- **Task**:
Render the entries below as a two-column CSV headed instruction and polygons. Give one row per entry, with its text and its answer each in a single quoted field, line breaks replaced by spaces, and the pictures left out.

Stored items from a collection
START
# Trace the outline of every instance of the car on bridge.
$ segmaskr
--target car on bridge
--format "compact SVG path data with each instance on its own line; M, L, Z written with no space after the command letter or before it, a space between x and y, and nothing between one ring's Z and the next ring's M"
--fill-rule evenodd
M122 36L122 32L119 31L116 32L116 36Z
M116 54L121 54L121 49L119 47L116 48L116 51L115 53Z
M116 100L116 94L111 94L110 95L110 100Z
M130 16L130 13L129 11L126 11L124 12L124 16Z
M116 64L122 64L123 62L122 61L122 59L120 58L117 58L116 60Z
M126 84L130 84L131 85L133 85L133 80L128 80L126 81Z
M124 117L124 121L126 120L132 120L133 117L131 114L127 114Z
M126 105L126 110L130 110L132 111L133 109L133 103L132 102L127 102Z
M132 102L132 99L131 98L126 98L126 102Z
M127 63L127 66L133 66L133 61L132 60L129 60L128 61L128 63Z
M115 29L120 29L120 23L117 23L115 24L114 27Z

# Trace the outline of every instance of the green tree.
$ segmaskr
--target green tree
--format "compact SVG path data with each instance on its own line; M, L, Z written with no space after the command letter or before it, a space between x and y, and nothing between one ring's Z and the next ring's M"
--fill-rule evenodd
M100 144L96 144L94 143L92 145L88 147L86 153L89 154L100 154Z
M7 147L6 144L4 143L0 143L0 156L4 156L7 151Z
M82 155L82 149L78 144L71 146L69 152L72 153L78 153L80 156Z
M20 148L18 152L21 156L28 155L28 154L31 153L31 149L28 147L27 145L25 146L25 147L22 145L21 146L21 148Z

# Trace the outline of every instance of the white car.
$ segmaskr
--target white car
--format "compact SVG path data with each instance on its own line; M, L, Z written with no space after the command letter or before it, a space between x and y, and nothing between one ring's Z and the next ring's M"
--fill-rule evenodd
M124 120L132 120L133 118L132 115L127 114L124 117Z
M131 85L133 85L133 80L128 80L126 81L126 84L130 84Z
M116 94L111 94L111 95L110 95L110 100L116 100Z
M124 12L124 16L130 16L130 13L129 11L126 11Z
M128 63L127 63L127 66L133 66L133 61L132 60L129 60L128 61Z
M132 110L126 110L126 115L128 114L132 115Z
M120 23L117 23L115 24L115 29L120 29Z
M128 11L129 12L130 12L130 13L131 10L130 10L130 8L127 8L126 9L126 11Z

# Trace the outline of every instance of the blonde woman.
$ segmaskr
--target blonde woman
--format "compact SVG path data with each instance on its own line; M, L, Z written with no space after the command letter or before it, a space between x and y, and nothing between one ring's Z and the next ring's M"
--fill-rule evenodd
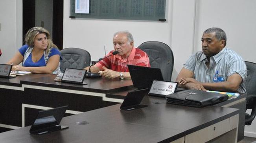
M26 45L6 63L13 64L13 71L56 73L53 73L59 72L60 52L48 31L41 27L32 28L27 32L25 41ZM22 65L18 65L21 62Z

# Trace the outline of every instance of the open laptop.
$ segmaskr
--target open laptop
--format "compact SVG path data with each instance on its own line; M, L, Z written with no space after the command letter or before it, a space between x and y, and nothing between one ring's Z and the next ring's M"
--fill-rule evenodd
M120 109L129 111L147 106L140 104L147 92L147 89L144 89L128 92L120 107Z
M0 64L0 77L10 79L15 77L10 76L13 65Z
M133 86L138 89L150 89L154 80L162 80L160 68L127 65Z
M29 132L41 135L68 128L59 125L68 107L64 106L39 111Z
M75 84L87 84L85 81L87 70L66 68L61 78L61 82Z

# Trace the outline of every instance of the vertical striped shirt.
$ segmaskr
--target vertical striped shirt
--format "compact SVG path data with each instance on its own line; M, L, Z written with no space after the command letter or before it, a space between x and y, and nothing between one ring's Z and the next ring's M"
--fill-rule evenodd
M105 57L111 55L113 52L113 51L111 51ZM101 70L103 70L102 67L105 66L108 69L115 71L129 72L127 64L150 67L149 59L147 53L140 49L134 47L126 59L123 59L120 55L115 55L100 61L95 65Z
M208 61L203 52L198 52L191 55L184 67L193 72L193 78L201 82L214 82L213 78L216 73L227 81L228 77L238 73L243 79L238 91L246 93L245 81L247 76L245 63L237 53L233 50L224 48L219 53L211 57L209 68L205 63Z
END
- **Solution to the exercise**:
instruction,polygons
"# Trace the outline of every instance of the car on bridge. $ segmaskr --target car on bridge --format ""compact SVG path data with each instance on its own line; M, L, Z written with no space after the command letter or before it, a space between x and y, and nothing between one ring's Z and the next ring's M"" --fill-rule evenodd","M122 36L122 32L119 31L116 32L116 36Z M116 54L121 54L121 49L119 47L116 48L116 51L115 53Z M116 100L116 94L111 94L110 95L110 100Z M130 16L130 13L129 11L126 11L124 12L124 16Z M116 64L122 64L123 62L122 61L122 59L120 58L117 58L116 60Z M126 84L130 84L131 85L133 85L133 80L128 80L126 81Z M124 117L124 121L126 120L132 120L133 117L131 114L127 114Z M126 105L126 110L130 110L132 111L133 109L133 103L132 102L127 102Z M132 102L132 99L131 98L126 98L126 102Z M127 63L127 66L133 66L133 61L132 60L129 60L128 61L128 63Z M115 29L120 29L120 23L117 23L115 24L114 27Z"
"# Trace the outline of every instance of the green tree. $ segmaskr --target green tree --format ""compact SVG path data with each instance on its own line; M, L, Z written with no space after the command letter or before it, a space between x and y, and nothing between one ring's Z and the next ring's M"" --fill-rule evenodd","M100 144L96 144L94 143L92 145L88 147L86 153L89 154L100 154Z M7 147L6 144L4 143L0 143L0 156L4 156L7 151Z M82 155L82 149L78 144L71 146L69 152L72 153L78 153L80 156Z M20 148L18 152L21 156L28 155L28 154L31 153L31 149L28 147L27 145L25 146L25 147L22 145L21 146L21 148Z"
"# Trace the outline of every instance of the white car. $ segmaskr --target white car --format ""compact SVG path data with each instance on its own line; M, L, Z written with no space after the command letter or before it, a space between x and y, and nothing between one ring's Z and the next ring's M"" --fill-rule evenodd","M124 120L132 120L133 118L132 115L127 114L124 117Z M131 85L133 85L133 80L128 80L126 81L126 84L130 84Z M116 94L111 94L111 95L110 95L110 100L116 100Z M124 12L124 16L130 16L130 13L129 11L126 11Z M128 63L127 63L127 66L133 66L133 61L132 60L129 60L128 61Z M132 110L126 110L126 115L128 114L132 115Z M120 23L117 23L115 24L115 29L120 29Z M128 11L129 12L130 12L130 13L131 10L130 10L130 8L127 8L126 9L126 11Z"
"# Trace the outline of every instance of the blonde woman. $ segmaskr --target blonde woman --format ""compact SVG path data with each instance on its own line; M, L, Z written with no space after the command letter or before it, a space between x and y, and nothing between one ring's Z and the next ring's M"" --fill-rule evenodd","M26 45L6 63L13 64L13 71L56 73L53 73L59 72L60 52L48 31L41 27L32 28L27 32L25 41ZM22 65L18 65L21 62Z"
"# Trace the outline of every instance of the open laptop. $ segmaskr --target open laptop --format ""compact SVG path data with each instance on its own line; M, L, Z written with no space after the command letter or before it, a space between x and y, and nothing between one ring's Z and the next ring's M"" --fill-rule evenodd","M120 109L129 111L147 106L140 104L147 92L147 89L144 89L128 92L120 107Z M0 64L0 77L10 79L15 77L10 76L13 65Z M133 86L138 89L150 89L154 80L162 80L160 68L127 65Z M29 132L41 135L68 128L59 125L68 107L64 106L39 111Z M75 84L87 84L85 81L87 70L66 68L61 78L61 82Z"
"# Trace the outline of every instance of the vertical striped shirt. $ segmaskr --target vertical striped shirt --format ""compact SVG path data with each instance on its own line; M, L, Z written with no space after the command letter or before it, a space between x and y, and nothing between one ring's Z and the next ring's M"" --fill-rule evenodd","M105 57L111 55L113 52L113 51L111 51ZM101 70L103 70L102 67L105 66L108 69L115 71L129 72L127 64L150 67L149 59L147 53L140 49L134 47L126 59L123 59L120 55L115 55L100 61L95 65Z M208 61L203 52L198 52L191 55L184 67L193 72L193 78L201 82L214 82L213 78L216 73L227 81L228 77L238 73L243 79L238 91L246 93L245 81L247 76L245 63L237 53L233 50L224 48L219 53L211 57L209 68L205 63Z"